#### TASK MATERIAL:
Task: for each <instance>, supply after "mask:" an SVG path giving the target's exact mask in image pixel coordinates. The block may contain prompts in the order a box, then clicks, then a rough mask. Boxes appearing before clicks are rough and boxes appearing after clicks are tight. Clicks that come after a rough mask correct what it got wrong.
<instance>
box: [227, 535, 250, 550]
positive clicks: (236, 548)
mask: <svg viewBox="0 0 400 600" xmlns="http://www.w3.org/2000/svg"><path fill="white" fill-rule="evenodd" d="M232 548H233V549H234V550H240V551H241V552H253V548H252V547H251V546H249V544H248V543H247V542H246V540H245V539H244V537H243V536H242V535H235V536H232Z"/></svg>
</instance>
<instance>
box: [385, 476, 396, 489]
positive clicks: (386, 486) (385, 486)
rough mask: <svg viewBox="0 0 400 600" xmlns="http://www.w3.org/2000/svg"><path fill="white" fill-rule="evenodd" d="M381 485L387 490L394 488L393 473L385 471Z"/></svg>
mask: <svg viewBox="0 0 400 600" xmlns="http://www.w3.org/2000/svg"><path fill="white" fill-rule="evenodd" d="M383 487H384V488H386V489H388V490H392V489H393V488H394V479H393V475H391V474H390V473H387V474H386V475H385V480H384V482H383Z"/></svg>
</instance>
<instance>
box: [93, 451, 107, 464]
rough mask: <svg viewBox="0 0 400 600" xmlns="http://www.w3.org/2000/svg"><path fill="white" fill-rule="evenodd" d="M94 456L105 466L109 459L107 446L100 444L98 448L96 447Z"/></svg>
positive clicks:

#### BRIEF:
Produce the whole listing once more, exactly.

#### YOUR SOLUTION:
Task: for each <instance>, supply after "mask:" an SVG path giving the target's exact mask in image pixel coordinates. The block may contain prompts in the order a box, then clicks, then a rough mask. Boxes appearing before clicks are rough and boxes appearing after clicks are tight. Clicks that come after a rough mask correct what it got wrong.
<instance>
box: [227, 535, 250, 550]
positive clicks: (236, 548)
mask: <svg viewBox="0 0 400 600" xmlns="http://www.w3.org/2000/svg"><path fill="white" fill-rule="evenodd" d="M232 548H233V549H234V550H240V551H241V552H253V548H252V547H251V546H249V544H248V543H247V542H246V540H245V539H244V537H243V536H242V535H235V536H232Z"/></svg>
</instance>
<instance>
box: [385, 476, 396, 489]
positive clicks: (386, 486) (385, 486)
rough mask: <svg viewBox="0 0 400 600" xmlns="http://www.w3.org/2000/svg"><path fill="white" fill-rule="evenodd" d="M381 485L387 490L394 488L393 473L385 471Z"/></svg>
mask: <svg viewBox="0 0 400 600" xmlns="http://www.w3.org/2000/svg"><path fill="white" fill-rule="evenodd" d="M383 487H384V488H386V489H388V490H392V489H393V488H394V479H393V475H391V474H390V473H387V474H386V475H385V480H384V482H383Z"/></svg>
</instance>
<instance>
box: [93, 451, 107, 464]
rough mask: <svg viewBox="0 0 400 600" xmlns="http://www.w3.org/2000/svg"><path fill="white" fill-rule="evenodd" d="M94 456L105 466L109 459L107 446L100 444L98 448L96 447Z"/></svg>
positive clicks:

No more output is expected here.